> Extracted records
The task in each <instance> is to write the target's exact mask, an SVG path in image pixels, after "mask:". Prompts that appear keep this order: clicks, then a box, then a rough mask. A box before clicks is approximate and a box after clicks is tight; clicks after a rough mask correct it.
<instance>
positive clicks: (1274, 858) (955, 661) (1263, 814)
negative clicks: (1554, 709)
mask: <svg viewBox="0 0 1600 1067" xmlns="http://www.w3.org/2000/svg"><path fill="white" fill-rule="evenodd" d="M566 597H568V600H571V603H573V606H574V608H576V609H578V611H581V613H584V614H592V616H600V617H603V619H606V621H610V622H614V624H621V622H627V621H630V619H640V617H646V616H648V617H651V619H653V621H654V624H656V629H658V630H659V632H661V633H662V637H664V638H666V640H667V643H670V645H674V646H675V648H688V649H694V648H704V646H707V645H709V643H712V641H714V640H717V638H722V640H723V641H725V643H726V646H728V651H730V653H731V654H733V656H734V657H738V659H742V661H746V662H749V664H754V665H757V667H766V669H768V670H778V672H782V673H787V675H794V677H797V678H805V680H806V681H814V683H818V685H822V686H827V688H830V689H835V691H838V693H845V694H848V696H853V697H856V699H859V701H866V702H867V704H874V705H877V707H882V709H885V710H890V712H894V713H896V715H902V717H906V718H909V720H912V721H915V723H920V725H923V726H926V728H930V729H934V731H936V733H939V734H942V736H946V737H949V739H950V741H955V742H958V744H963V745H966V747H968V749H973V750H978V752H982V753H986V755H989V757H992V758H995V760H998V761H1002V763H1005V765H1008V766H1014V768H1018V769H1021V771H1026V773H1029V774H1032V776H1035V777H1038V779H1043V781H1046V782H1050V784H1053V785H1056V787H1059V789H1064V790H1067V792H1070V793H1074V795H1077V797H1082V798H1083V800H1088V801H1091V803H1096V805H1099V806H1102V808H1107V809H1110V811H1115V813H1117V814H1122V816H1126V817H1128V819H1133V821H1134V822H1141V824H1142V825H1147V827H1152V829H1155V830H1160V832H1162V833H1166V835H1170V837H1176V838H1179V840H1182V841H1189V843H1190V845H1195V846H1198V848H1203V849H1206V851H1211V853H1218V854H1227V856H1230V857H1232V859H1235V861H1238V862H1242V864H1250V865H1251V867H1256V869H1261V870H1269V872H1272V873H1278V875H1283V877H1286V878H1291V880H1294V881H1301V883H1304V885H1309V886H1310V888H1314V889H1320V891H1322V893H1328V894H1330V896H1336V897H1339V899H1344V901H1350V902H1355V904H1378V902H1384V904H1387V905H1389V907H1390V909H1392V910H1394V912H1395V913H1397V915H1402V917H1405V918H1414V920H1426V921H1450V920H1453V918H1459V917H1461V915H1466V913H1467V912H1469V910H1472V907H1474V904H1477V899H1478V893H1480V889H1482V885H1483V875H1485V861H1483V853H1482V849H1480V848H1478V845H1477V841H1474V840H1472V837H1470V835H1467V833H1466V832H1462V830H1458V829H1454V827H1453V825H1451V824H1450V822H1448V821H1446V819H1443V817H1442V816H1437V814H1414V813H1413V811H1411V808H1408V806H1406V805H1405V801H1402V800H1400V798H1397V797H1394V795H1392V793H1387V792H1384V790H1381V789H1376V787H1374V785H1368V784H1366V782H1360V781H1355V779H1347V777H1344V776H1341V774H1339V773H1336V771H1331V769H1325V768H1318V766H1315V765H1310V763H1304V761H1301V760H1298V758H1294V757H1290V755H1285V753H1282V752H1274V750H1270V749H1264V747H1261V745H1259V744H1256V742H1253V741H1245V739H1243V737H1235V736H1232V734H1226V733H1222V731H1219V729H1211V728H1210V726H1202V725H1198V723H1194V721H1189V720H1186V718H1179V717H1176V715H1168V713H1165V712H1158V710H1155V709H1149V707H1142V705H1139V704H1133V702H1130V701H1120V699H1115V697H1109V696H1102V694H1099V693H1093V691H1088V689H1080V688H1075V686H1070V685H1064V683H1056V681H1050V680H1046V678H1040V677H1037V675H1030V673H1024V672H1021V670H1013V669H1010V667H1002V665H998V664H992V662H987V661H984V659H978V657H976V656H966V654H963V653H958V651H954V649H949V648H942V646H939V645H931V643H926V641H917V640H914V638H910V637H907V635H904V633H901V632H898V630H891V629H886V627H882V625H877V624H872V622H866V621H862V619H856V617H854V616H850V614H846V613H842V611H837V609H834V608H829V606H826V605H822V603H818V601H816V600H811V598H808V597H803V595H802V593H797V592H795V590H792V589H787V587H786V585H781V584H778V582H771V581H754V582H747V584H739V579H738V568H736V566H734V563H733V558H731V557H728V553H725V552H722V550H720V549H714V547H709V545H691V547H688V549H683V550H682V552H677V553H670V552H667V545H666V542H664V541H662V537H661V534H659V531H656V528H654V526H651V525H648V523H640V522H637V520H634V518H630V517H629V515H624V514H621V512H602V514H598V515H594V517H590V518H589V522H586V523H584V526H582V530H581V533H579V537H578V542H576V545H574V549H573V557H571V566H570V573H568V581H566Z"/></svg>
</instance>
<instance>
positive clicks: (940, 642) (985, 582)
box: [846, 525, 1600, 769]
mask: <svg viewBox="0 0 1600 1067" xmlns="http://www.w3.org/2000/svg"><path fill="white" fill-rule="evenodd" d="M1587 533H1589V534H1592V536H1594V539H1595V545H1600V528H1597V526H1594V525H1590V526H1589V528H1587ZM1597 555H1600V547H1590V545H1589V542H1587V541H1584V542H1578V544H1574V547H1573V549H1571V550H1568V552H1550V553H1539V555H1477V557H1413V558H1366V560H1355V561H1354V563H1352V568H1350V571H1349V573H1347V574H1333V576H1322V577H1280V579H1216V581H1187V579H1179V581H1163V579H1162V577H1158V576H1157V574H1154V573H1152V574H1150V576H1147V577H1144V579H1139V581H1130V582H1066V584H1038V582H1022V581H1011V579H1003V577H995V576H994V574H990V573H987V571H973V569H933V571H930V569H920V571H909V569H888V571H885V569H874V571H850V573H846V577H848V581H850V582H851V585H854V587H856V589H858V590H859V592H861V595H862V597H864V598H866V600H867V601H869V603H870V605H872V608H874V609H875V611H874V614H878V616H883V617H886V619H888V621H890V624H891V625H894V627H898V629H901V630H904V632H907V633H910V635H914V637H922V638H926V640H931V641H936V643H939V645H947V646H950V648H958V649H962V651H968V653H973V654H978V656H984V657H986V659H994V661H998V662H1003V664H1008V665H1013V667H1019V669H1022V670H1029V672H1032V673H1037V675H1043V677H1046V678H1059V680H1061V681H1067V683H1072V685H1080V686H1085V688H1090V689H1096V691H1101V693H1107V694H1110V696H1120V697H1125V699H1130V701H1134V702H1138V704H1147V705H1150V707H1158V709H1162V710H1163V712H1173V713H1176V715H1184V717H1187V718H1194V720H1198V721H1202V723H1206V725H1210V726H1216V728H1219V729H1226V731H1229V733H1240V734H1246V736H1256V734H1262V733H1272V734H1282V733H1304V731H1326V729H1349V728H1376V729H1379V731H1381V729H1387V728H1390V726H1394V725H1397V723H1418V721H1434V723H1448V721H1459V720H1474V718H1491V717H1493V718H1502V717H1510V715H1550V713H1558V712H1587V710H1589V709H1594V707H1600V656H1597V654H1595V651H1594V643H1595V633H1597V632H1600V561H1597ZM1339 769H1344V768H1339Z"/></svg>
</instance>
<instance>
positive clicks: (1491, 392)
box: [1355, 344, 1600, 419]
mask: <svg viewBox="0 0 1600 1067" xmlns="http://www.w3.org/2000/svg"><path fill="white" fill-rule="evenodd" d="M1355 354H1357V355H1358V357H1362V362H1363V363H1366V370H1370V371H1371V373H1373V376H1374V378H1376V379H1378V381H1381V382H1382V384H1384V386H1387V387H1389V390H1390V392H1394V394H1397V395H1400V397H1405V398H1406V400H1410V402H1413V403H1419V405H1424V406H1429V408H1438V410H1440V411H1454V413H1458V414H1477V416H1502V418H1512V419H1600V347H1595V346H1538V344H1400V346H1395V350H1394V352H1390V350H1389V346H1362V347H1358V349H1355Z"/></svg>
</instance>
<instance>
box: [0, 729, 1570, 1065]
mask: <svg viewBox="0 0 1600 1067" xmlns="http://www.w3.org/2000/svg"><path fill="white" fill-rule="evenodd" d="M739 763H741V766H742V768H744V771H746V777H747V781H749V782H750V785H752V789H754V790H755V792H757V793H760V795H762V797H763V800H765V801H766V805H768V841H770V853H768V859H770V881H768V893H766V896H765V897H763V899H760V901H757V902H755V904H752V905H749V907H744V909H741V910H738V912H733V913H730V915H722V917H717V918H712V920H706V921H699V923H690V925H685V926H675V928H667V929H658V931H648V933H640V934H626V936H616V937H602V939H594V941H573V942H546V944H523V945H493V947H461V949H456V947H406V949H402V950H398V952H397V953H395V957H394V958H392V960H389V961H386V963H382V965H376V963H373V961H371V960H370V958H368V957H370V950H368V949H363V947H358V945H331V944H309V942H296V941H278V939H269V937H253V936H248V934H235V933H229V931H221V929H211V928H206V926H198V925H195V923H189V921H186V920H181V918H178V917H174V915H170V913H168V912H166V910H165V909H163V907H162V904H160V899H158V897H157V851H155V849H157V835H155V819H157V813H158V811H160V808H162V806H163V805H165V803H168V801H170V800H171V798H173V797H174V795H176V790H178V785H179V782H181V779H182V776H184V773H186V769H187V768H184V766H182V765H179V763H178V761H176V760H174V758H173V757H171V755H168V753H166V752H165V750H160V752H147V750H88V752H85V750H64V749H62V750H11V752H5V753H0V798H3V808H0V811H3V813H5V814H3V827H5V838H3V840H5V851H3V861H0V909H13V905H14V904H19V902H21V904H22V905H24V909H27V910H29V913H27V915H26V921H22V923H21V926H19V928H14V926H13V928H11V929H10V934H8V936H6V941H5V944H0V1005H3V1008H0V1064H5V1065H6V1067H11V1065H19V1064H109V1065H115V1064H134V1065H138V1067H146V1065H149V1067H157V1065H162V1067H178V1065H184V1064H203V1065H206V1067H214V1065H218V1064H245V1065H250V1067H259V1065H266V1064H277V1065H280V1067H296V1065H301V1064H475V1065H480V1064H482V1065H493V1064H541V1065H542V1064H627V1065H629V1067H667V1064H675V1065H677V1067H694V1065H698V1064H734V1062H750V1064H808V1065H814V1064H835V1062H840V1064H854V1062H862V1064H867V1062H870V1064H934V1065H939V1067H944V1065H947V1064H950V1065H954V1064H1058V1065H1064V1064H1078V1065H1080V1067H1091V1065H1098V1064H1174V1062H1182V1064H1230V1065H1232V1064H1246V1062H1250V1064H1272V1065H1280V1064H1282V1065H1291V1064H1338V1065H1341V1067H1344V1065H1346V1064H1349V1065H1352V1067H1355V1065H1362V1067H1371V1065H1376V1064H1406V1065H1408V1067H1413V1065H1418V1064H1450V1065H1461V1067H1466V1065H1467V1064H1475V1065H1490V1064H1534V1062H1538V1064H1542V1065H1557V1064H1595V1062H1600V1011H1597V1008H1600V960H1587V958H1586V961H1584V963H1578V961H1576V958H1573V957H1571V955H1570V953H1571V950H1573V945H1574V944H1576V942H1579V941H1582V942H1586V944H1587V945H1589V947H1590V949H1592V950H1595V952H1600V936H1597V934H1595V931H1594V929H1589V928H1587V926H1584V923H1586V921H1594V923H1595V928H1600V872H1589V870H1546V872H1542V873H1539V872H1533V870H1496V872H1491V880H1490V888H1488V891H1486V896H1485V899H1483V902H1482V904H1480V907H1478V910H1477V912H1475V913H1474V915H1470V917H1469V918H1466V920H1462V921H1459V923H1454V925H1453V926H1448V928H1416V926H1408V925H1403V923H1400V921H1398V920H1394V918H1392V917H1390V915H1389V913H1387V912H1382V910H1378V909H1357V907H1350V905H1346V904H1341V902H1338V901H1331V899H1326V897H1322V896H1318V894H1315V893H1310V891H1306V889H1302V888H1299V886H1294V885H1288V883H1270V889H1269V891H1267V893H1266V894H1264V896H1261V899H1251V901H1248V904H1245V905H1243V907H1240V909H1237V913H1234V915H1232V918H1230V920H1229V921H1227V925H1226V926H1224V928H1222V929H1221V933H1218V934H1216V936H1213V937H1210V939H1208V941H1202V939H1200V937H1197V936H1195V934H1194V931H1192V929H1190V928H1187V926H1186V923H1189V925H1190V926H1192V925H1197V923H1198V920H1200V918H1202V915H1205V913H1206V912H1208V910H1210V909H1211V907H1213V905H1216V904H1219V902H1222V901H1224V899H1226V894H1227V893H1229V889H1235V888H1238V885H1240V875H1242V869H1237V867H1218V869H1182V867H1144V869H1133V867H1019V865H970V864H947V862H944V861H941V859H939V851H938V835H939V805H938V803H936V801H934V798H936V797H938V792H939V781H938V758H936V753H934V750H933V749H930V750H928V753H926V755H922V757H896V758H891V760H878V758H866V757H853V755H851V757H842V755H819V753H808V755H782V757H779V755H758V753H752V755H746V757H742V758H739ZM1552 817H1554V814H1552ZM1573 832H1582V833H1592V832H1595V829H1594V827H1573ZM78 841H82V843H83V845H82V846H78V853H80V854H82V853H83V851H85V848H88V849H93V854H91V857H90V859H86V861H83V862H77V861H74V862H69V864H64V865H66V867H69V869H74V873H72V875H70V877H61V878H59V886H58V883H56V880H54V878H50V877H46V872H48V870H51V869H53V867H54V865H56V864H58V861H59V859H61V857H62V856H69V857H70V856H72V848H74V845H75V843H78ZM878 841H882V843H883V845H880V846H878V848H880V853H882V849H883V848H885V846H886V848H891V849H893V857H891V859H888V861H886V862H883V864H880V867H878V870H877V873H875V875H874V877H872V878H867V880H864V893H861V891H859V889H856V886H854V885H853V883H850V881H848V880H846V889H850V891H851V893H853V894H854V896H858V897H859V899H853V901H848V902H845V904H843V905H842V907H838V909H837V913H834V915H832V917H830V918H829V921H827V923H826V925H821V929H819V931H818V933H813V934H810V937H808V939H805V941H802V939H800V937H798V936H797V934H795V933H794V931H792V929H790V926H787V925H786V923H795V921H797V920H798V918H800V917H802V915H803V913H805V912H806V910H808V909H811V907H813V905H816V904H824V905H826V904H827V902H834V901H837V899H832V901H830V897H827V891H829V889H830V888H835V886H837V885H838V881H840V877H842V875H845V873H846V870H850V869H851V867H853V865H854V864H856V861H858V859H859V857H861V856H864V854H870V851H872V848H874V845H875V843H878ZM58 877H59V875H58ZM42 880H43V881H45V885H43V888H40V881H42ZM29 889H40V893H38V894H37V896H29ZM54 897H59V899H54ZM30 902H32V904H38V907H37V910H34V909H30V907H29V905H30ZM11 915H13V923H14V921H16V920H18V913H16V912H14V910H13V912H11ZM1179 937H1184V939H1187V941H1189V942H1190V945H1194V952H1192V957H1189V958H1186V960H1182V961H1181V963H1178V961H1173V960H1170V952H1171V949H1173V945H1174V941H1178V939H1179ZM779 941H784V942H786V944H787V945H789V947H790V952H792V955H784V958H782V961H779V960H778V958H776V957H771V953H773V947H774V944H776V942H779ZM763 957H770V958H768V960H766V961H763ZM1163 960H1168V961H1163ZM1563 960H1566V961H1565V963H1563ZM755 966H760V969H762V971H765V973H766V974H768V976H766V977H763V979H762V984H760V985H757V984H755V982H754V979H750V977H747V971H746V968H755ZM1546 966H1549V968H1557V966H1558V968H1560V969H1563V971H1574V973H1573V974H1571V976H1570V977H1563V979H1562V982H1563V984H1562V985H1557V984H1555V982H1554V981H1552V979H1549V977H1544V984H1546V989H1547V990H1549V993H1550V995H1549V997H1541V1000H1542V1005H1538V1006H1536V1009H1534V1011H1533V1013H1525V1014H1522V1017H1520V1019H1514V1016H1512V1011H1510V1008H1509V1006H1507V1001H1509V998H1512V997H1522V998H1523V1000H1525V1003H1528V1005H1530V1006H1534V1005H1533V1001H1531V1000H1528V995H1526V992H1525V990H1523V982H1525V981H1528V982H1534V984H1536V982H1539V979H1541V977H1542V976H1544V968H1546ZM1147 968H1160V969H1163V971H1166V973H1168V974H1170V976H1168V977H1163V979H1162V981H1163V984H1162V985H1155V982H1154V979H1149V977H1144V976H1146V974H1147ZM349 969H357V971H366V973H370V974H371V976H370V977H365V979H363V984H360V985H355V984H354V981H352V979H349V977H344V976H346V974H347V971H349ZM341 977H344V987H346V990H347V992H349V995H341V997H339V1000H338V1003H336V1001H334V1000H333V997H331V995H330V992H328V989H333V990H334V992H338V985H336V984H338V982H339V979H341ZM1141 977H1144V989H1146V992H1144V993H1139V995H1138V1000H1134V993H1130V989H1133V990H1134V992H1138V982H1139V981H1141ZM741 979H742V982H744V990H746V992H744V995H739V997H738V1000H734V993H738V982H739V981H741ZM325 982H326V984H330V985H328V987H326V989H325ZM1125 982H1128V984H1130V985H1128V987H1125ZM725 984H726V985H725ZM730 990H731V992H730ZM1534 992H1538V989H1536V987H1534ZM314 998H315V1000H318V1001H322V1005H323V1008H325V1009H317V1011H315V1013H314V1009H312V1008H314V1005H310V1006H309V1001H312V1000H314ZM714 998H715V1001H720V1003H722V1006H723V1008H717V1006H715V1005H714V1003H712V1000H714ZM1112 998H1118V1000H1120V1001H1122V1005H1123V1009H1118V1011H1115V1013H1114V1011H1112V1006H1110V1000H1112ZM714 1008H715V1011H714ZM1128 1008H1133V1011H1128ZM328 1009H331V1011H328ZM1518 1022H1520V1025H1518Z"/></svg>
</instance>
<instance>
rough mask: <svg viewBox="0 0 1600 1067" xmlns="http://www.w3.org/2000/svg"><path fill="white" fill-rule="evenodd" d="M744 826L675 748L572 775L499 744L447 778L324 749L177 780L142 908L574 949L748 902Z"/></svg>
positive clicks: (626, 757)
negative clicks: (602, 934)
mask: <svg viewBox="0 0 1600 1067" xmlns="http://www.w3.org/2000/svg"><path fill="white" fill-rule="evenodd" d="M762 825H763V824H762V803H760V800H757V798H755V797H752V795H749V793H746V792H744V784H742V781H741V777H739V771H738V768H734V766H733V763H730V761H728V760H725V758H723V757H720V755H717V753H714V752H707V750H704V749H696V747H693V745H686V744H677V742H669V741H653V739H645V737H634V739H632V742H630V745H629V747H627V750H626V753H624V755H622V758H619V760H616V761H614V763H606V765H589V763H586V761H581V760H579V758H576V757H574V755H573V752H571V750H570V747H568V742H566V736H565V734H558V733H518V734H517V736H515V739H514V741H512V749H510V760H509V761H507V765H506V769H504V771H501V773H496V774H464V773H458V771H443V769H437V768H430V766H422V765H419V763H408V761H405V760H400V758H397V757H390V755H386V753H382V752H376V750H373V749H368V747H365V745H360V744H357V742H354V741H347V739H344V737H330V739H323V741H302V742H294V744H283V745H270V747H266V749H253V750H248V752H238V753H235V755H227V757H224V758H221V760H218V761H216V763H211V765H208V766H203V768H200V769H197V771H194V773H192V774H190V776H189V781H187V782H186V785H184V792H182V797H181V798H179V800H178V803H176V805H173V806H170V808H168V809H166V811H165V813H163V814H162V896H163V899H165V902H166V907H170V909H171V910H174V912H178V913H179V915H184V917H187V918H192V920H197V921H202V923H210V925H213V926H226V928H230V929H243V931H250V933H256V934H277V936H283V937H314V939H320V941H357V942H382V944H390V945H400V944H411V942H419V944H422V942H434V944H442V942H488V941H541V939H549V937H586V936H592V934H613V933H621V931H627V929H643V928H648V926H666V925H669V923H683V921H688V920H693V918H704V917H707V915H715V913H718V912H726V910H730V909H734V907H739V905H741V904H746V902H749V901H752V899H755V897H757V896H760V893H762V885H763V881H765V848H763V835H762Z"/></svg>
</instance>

> Instruction
Retype the listing above, beginning with its first line and ending after the line that contains "negative clicks: (1554, 709)".

> Answer for this exercise
The task in each <instance> is to write the target's exact mask, an SVG path in image pixels, after "mask:". Prompts that appear keep this order: clicks, then a box, then a rough mask. A box before clicks is approximate and a box after clicks is tight; clicks after a rough mask correct it.
<instance>
positive clicks: (1274, 858) (955, 661) (1263, 814)
negative clicks: (1554, 709)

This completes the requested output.